* Task to carry out *
For this exercise, copy the records below exactly and exclude every image.

* Data in this exercise *
· · ·

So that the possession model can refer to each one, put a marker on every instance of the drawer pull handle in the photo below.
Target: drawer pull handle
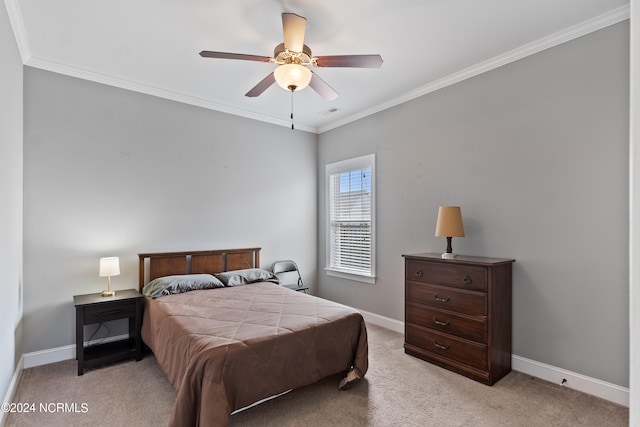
(440, 322)
(440, 346)
(107, 313)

· · ·

* Solution to this task *
So that the possession model can refer to each one, put a marker on every instance of the drawer pull handle in the photo below.
Target: drawer pull handle
(440, 322)
(440, 346)
(107, 313)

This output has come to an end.